Texto fornecido

----------------------------------------

Alexandre Marques Cabral *
A palavra teologia vem da conjugação de TÉOS e LÓGOS, dois termos
gregos. Poder-se-ia dizer que teologia é todo discurso acerca de Deus. Assim,
por exemplo, foi denominado por Aristóteles em seu livro “Filosofia Primeira”,
que hoje conhecemos com o nome de metafísica.
Para Aristóteles o TÉOS seria objeto
de pesquisa da maior de todas as ciências: a ciência do ser enquanto ser – esta
que hoje denominamos de metafísica. Portanto, para ser estagirita –
Aristóteles, a metafísica, ou seja, a filosofia primeira, é sinônimo de
teologia.
Apesar de podermos falar de teologia em um sentido lato, tal
como abordamos acima, atualmente o significado deste termo difere-se deste que
expusemos. Teologia hoje é o discurso racional acerca de Deus a partir dos
dados advindos de um livro revelado: Bíblia, Alcorão, etc. À teologia compete,
portanto, a atualização dos dados revelados através do discurso (lógos),
segundo as exigências históricas vigentes. Com isso, se mostra o caráter
transitório do discurso teológico: a transitoriedade do discurso deve-se à
transitoriedade própria da história humana, da cultura e de suas diversas
problemáticas. Deus, por isso, deve sempre aparecer ao homem, através do
discurso teológico, historicamente situado. Esta, última informação nos leva a
perceber a imbricação necessária entre teólogo, revelação e história.
Não obstante à imbricação supracitada,
não poucas vezes a teologia cristã se configurou de forma totalmente anacrônica
em seus discursos e, conseqüentemente, em seus conceitos. A teologia cristã
durante séculos, preocupou-se com o hyperurânio de Platão, com o motor imóvel
de Aristóteles, com a cidade de Deus de Agostinho, menos com as problemáticas
históricas que fatalmente orientavam a vida social do homem. É comum nos
depararmos com textos clássicos da teologia e sermos levados às nuvens, aos
céus, como, por exemplo, num texto de Irineu ou de S. Agostinho de Hipona. Mas,
qual a razão disto? Isto ocorreu por mera vontade dos teólogos? Certamente,
não.

----------------------------------------

Conteúdo dos dados
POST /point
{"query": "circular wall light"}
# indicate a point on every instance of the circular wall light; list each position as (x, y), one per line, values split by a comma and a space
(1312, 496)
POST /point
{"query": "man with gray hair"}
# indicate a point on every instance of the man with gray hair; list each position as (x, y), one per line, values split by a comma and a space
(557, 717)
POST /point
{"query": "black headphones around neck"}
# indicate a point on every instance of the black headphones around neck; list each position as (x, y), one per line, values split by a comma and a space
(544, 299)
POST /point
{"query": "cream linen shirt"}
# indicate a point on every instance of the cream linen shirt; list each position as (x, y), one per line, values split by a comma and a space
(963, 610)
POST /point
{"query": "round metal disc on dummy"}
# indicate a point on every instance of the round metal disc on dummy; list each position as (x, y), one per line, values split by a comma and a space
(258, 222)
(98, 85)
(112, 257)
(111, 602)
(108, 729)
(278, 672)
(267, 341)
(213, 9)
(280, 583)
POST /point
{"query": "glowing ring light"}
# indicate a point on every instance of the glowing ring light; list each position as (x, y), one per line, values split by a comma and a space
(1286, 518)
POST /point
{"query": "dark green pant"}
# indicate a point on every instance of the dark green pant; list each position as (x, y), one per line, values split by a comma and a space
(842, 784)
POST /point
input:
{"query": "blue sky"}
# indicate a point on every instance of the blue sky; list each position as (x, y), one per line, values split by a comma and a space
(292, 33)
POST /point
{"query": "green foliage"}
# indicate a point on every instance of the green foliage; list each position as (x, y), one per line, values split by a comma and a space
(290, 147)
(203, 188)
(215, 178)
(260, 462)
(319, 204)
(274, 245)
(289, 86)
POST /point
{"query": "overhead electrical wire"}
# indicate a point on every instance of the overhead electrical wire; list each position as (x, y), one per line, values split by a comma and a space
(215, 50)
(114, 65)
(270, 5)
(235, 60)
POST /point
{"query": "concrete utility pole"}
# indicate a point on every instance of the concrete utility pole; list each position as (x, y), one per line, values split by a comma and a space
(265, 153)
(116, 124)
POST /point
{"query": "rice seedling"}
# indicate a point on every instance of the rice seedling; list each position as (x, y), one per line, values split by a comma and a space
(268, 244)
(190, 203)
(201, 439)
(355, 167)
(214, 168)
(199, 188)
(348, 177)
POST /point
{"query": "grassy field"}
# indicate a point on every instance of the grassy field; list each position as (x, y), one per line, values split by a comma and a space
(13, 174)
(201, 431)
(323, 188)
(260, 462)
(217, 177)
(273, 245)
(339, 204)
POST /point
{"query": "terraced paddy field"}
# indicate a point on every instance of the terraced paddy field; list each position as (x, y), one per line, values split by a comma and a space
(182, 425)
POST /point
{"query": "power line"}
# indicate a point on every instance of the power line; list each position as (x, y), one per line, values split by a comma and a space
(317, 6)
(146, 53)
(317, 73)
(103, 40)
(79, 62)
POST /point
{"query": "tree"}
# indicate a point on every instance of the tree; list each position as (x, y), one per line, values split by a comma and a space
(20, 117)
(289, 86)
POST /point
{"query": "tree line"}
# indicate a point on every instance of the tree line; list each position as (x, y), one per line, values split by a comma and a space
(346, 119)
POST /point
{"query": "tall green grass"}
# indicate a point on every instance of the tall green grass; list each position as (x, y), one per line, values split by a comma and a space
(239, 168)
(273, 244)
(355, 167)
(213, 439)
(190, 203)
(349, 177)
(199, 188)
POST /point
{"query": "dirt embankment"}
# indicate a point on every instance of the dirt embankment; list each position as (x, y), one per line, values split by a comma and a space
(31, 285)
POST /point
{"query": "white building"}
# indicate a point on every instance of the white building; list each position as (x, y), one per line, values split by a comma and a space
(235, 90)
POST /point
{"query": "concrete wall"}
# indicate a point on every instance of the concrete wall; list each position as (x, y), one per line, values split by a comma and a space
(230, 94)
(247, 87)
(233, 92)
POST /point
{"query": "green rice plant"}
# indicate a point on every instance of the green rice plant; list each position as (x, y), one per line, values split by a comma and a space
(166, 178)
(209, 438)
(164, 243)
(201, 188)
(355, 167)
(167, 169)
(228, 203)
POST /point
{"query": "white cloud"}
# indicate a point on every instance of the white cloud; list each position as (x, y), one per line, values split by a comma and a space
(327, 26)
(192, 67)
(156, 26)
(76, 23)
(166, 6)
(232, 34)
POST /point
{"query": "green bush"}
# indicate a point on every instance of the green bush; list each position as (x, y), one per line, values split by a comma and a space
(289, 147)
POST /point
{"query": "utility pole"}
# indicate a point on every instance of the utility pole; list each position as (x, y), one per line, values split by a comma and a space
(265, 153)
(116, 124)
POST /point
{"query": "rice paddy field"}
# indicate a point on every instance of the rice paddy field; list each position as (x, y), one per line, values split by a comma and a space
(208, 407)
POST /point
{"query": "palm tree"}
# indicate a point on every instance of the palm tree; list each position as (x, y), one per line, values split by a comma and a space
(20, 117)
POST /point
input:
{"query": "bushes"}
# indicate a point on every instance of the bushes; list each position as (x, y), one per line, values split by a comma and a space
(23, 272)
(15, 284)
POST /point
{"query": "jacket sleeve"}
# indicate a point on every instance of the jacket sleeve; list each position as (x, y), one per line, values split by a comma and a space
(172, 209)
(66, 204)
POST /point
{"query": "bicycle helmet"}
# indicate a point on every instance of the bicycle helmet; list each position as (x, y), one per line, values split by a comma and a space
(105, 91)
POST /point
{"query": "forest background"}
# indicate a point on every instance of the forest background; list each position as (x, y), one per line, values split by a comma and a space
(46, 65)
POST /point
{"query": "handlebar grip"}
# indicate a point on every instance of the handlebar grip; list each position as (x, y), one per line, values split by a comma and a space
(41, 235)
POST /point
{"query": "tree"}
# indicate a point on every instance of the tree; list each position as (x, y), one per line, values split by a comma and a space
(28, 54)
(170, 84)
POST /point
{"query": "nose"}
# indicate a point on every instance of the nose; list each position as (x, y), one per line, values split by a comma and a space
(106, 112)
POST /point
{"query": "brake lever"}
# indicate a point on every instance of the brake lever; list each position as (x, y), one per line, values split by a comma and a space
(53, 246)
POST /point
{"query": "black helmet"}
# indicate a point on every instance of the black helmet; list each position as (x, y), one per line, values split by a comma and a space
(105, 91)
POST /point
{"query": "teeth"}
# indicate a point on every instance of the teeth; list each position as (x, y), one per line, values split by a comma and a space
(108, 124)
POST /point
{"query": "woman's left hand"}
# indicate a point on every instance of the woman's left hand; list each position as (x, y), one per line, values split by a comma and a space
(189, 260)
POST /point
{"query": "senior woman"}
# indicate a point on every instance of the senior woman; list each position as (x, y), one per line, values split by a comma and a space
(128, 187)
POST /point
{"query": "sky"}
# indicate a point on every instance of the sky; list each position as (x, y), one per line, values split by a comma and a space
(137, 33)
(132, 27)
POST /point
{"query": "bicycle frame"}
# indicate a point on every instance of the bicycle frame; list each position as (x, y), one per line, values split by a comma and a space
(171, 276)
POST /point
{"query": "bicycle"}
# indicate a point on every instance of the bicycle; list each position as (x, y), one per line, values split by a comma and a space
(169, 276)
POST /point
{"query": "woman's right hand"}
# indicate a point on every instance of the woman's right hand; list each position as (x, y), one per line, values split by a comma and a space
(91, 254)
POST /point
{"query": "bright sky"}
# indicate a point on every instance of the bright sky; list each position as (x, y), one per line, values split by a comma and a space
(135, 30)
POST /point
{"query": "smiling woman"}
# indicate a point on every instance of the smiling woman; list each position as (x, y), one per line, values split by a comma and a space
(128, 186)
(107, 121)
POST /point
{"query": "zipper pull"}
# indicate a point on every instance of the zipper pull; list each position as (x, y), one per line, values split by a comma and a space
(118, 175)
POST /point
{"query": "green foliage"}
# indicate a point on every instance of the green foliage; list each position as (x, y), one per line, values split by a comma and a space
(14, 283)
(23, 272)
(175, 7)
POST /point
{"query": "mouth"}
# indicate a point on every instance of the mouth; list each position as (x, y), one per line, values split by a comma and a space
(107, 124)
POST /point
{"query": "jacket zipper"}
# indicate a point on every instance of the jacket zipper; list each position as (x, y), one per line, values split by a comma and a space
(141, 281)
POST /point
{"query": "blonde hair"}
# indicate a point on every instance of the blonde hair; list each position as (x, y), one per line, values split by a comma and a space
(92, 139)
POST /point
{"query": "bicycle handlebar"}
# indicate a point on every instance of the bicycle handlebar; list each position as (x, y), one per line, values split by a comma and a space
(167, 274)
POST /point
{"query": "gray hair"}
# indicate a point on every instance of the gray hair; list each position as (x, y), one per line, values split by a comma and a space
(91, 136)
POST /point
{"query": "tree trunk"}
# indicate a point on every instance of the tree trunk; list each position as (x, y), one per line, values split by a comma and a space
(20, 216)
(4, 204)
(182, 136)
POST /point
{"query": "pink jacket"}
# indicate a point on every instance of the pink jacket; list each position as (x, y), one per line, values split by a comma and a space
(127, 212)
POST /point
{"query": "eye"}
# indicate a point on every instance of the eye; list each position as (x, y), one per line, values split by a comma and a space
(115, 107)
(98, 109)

----------------------------------------

O que se pede
Diga se cada afirmação abaixo concorda com o texto sobre teologia, respondendo sim ou não e citando literalmente as palavras do texto que decidem.
1. Para Aristóteles, a metafísica é sinônimo de teologia.
2. O discurso teológico é permanente e não depende das mudanças da história.
3. Durante séculos, a teologia cristã ocupou-se sobretudo das problemáticas históricas da vida social do homem.

Resposta do exercício
1. Sim: "a metafísica, ou seja, a filosofia primeira, é sinônimo de teologia".
2. Não: "se mostra o caráter transitório do discurso teológico".
3. Não: "menos com as problemáticas históricas que fatalmente orientavam a vida social do homem".